▶ Source text

Why a high school English teacher became a dance studio entrepreneur.
On the first Sunday of every month, people in Charlotte, North Carolina—some of whom recently immigrated to the city from all over the world—gather at the Long Room, an events venue and tango club in the heart of the city.
They drink coffee, eat bacon and hash browns, and spend the day dancing with an instructor and with each other. The event, which attracts up to 70 people, has become so well known that participants have traveled from as far as Washington, DC, and Atlanta to be a part of it.
With the program now in its second year, not only is the crowd becoming proficient at tango, but they are also forming genuine friendships and building community.
“You know, some people go to church on Sundays,” says Matthew Seneca C’99, the club’s owner. “And then some people come to tango.”
Seneca believes the dance parties are an antidote to loneliness—something he’s experienced firsthand since discovering a passion for dance at Penn.
When Seneca first arrived at the University, he thought he wanted to be an actor. He grew up in Madison, New Jersey, where he had starred in high school productions of South Pacific and The Diary of Anne Frank. He considered attending an acting conservatory but ultimately chose a more well-rounded academic path. “I was really attracted to the vibrancy and life of Penn,” he says. “It started when I visited as a high school senior. I just fell in love with Locust Walk and all the different student groups advertising their shows, their projects, their plays.”
Seneca became involved in theater at Penn but discovered his passion for dancing the summer before his senior year. A swing band was playing on campus across from the Button, and a young woman asked him to be her partner. He loved it so much that he signed up for a swing dance class that summer. During his senior year he joined a new swing dance club called the West Philly Swingers that met in the basement of Hill House. “Swing dancing became my entire social life,” he says. “It was wonderful. I met my first serious girlfriend through swing dancing.”

▶ Recorded information

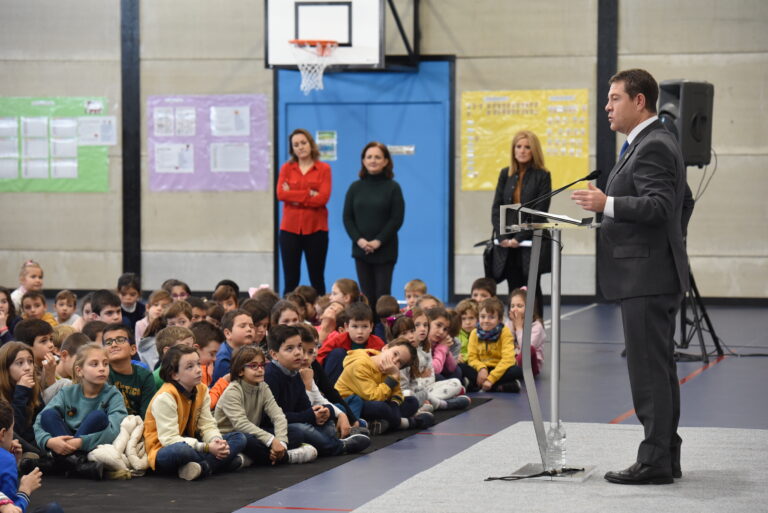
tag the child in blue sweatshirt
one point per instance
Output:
(309, 424)
(83, 415)
(15, 491)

▶ Task item
Write what comes next in the article about the dance studio entrepreneur, starting after its final sentence. The lines have no connection to the article about the dance studio entrepreneur.

▶ Answer for this exercise
For Seneca, dancing was his hobby for the next 10 years. Professionally, after college, he worked as an administrative assistant to the executive director of the Philadelphia Orchestra, where he did everything from bookkeeping to grant writing to box office work. “I learned about the structure of nonprofit organizations,” he says. “It was also so fun to be embedded in the classical music scene of Philadelphia at the time.”
In 2007, he decided to transition into education. “It was a good intersection of skills I knew I would be good at, including creative writing and theater.” After attending the graduate school of education at Temple University, he moved to Charlotte, a rapidly growing city that was in desperate need of teachers. “Over the phone I was able to get a very good job at a big public high school teaching English,” he says.
Charlotte had only one drawback: very little swing dancing. So he decided to try a new style that was popular in the city: the Argentine tango. He began training under an instructor from Argentina and was soon traveling to tango festivals around the world and to Buenos Aires to study more deeply. “I was dancing in the great dance halls of Argentina and taking classes and workshops from high-level dancers,” he says. “I just spent a long time learning the dance.” By the time the pandemic hit, he was teaching tango classes himself.
During the pandemic, he burned out on high school teaching. “I reached a point where I felt like I was no longer progressing in my career,” he says. “I was teaching AP English. I had the schedule I wanted. It was just rinse and repeat, and I was really having a self-crisis.” He resigned and focused on teaching dance full time, first virtually, and then from a small studio once in-person events resumed.
In 2023, he purchased a 2,800-square-foot space that had previously been the offices of a real estate company. He had a vision: Why not turn it into a dance school and community hub? He approached Sarah Hawkins, a former principal ballerina with Charlotte Ballet who was also teaching dance, about partnering.
The duo renovated the space, which already had a viewing balcony and outside courtyard, and installed a stage area, theater lighting, and a catering kitchen.
Now, the venue earns much of its revenue by renting to different groups, both artistic and corporate, looking to host events. “We have this lovely little area that can be a dressing room or a VIP space,” he says. “A small catering business is about to do a five-course dinner here. We had a big EDM DJ dance party the other day.”
The venue was booked every day in December, and Seneca is now pursuing his MBA at the University of North Carolina at Charlotte so he can focus more on the business side.
But at its core, the space is a home for tango. It houses Seneca’s tango school, Tango CLT, which hosts the monthly Sunday brunch party. It also offers tango classes taught by locals and visiting instructors, and a weekly Wednesday night dance party for people who want to unwind after work.
Seneca loves how the space attracts people from all nationalities and backgrounds. “Tango is the dance of immigrants,” he says. “It started in Buenos Aires, which was a port city. Over many generations you had the Spanish, enslaved people brought there, and then big influxes of German and Italian immigrants.”
“Everyone can dance tango,” he adds. “And I know it makes people happy.”